DATA SUPPLIED: Begin

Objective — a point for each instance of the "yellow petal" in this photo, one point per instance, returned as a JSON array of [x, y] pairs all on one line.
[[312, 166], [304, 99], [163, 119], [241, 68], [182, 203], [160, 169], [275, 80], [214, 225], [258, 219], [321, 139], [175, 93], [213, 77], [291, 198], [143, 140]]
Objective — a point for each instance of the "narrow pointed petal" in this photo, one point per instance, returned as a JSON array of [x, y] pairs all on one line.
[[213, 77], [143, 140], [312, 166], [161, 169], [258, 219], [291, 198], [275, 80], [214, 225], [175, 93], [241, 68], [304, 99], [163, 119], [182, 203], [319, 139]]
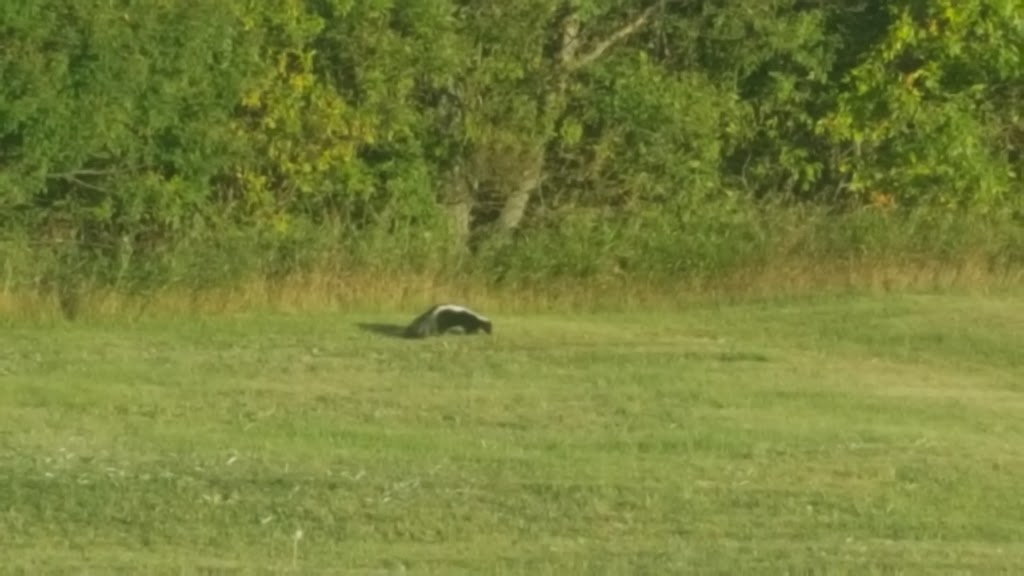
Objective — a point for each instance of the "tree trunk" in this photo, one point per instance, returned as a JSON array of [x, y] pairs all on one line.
[[553, 105]]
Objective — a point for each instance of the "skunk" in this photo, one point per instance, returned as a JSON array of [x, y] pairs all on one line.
[[442, 318]]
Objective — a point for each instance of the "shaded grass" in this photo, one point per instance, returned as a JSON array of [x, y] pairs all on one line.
[[852, 435]]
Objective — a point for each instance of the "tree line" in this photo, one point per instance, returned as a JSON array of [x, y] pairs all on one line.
[[438, 130]]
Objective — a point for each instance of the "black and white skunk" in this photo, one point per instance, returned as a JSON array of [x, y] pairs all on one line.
[[443, 318]]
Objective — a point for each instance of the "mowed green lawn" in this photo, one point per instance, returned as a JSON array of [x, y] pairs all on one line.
[[854, 436]]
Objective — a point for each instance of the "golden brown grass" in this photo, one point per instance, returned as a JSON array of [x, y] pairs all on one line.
[[327, 289]]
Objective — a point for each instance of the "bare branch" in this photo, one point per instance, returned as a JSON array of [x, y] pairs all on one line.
[[623, 33]]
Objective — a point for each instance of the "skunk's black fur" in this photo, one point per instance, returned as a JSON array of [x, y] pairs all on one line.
[[443, 318]]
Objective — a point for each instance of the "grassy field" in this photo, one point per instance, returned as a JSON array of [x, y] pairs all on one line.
[[844, 436]]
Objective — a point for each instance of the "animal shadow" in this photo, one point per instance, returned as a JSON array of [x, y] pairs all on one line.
[[388, 330]]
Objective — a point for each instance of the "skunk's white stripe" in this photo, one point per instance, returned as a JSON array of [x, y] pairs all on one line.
[[456, 307]]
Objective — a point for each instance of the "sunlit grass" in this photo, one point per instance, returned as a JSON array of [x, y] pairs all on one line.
[[872, 435]]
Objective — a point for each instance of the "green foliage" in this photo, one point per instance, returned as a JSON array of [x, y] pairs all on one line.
[[933, 112], [651, 137]]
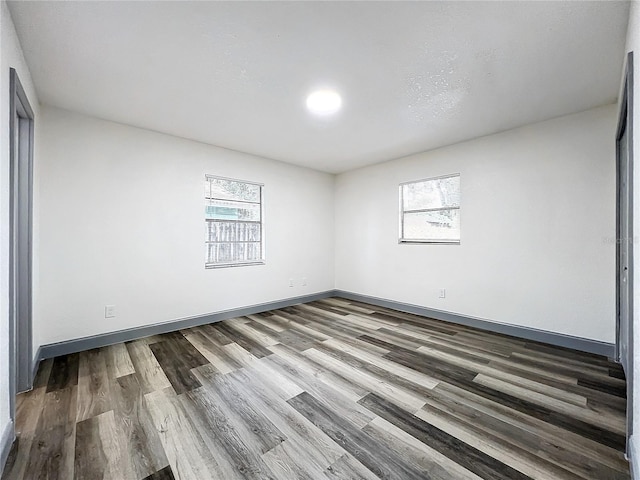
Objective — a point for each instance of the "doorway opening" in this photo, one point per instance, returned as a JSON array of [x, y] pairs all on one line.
[[21, 139], [624, 235]]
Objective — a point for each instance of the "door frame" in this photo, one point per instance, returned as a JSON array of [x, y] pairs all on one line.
[[21, 141], [625, 123]]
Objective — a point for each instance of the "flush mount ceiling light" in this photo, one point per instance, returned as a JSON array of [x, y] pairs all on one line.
[[324, 102]]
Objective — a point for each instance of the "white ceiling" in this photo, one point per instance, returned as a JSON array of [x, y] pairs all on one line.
[[414, 76]]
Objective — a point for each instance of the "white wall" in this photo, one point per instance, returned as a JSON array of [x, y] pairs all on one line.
[[538, 221], [10, 56], [633, 44], [122, 223]]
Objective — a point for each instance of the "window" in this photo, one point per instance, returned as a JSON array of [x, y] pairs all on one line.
[[430, 210], [233, 217]]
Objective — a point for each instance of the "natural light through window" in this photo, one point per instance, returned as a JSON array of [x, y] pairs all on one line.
[[233, 218], [430, 210]]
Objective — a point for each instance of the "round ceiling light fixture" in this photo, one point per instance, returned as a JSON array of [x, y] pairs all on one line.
[[324, 102]]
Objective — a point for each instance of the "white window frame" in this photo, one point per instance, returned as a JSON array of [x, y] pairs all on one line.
[[402, 211], [261, 261]]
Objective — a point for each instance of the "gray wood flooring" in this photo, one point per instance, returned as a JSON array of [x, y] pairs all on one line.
[[332, 389]]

DATA SUPPLIED: End

TRY IT:
Could you write all the entries out again exactly, but without their pictures?

COMPLETED EXERCISE:
Objective — a point for each instance of the "yellow petal" in this photo, one point per instance, returned as a JSON array of [x, y] pairs all on one line.
[[312, 166], [304, 99], [163, 119], [241, 68], [182, 203], [160, 169], [275, 80], [214, 225], [258, 219], [321, 139], [175, 93], [213, 77], [291, 198], [143, 140]]
Objective — a point for each instance of the "narrow pointed petal" in this photo, one point per instance, returned as a JSON array of [x, y] pairs all on one line.
[[213, 77], [143, 140], [312, 166], [161, 169], [258, 219], [291, 198], [275, 80], [214, 225], [175, 93], [241, 68], [304, 99], [163, 119], [182, 203], [319, 139]]
Objective — a point for each instance of the "tree trunk" in this photo, one point per instance, returned as a JSON array of [x, y] pairs all on one line.
[[553, 105]]
Objective — a point for each instance of the "skunk" in this photo, one point per instance, returned as a JSON array of [x, y] pairs all on one line.
[[442, 318]]
Objective — a point for each instance of the "shaded grass" in this photo, one point per instance, returned as a JSON array of [x, y] pairs all on one line.
[[852, 435]]
Objective — a point for each instance of the "tree line" in this photo, one point per instance, returned as a JSON array of [x, y] pairs all on one line.
[[438, 130]]
Objective — a point for each instance of the "black and white skunk" in this photo, one point per instance, returned as a JSON array of [x, y] pairs all on one line.
[[443, 318]]
Objective — a point for each instance of the "mowed green lawn" in this photo, one point per instance, returned as a JSON array of [x, y] pairs all on one line.
[[854, 436]]
Objective — a point for each instance of the "golden brown grass" in this photo, one point per instance, returned as a JSON array of [x, y] pairs all on one line.
[[327, 289]]
Objective — a point for each instance of the "bare branch" in this photo, one point per instance, returned as a JSON array of [x, y] pairs all on one line.
[[623, 33]]
Objective — a point for each instance of the "skunk's black fur" in this photo, one point per instance, returned as a JSON array of [x, y] pairs all on one line.
[[443, 318]]
Objective — a point for each instance of the "grassy field" in this photo, one point per instance, returned as a JSON array of [x, y] pairs all on one line.
[[844, 436]]
Objective — a point for each instance of the "animal shadow" in this photo, one point per instance, returned as a JSON array of [x, y] pairs all on one line.
[[388, 330]]
Objective — a point for each instance of the "skunk's white stripe" in this photo, one point per instance, returned as a JSON array of [x, y] pairs all on one line.
[[456, 307]]
Objective — a point for each instance of the "sunlit grass" in this photo, one point per instance, returned as a JSON array of [x, y] pairs all on one line.
[[872, 435]]
Objective — a point for each instance of the "green foliage" in this photo, one point per instance, returned as a JSON array of [x, y] pairs all on one line.
[[933, 112], [651, 137]]
Objective — a point for each instance of the "doorway opening" in this photo, one point per instance, returned as a JSON array of [x, y] pairs all on one line.
[[21, 139], [624, 235]]
Objective — a point for each instance of the "door frame" in this photo, one point per instance, returned as a JSON array of [x, y] pairs all on one line.
[[21, 141], [625, 123]]
Objective — a point for each instance of the "flush mount ceiling light" in this photo, one point per instance, returned as a JSON array of [x, y] pairs all on one line.
[[324, 102]]
Objective — a point for each instance of the "white ceiling" in this photo, one point per instance, returned as a JSON array of [x, y] pairs all on one line.
[[414, 76]]
Objective — a point for each instance of the "white wall" in this photo, one point per instance, returned as a JSON array of [x, y] pairs all on one line.
[[538, 221], [10, 56], [633, 44], [122, 223]]
Objective — a point for each instance of the "window" in this photo, one point per instance, returned as a JSON array of [x, y] pairs all on one line.
[[430, 210], [233, 217]]
Objective — a point for each instance of the "natural light through window" in this photo, one point per instance, returned as a JSON array of [x, y] pairs all on one line.
[[233, 218], [430, 210]]
Objective — a point for each instance of the "round ceiling light fixture" in this photo, one point per instance, returned as a JSON array of [x, y] pairs all on one line.
[[324, 102]]
Objective — a point for each instance of the "white window frame" in this photo, one point per instance, returned as a JSON array of [x, y] pairs all on one line.
[[402, 211], [261, 261]]
Objective — a point for each instance of the "gray wood flooring" in this photo, one point per instance, returned as a JSON array of [x, y] pairs all on one line.
[[332, 389]]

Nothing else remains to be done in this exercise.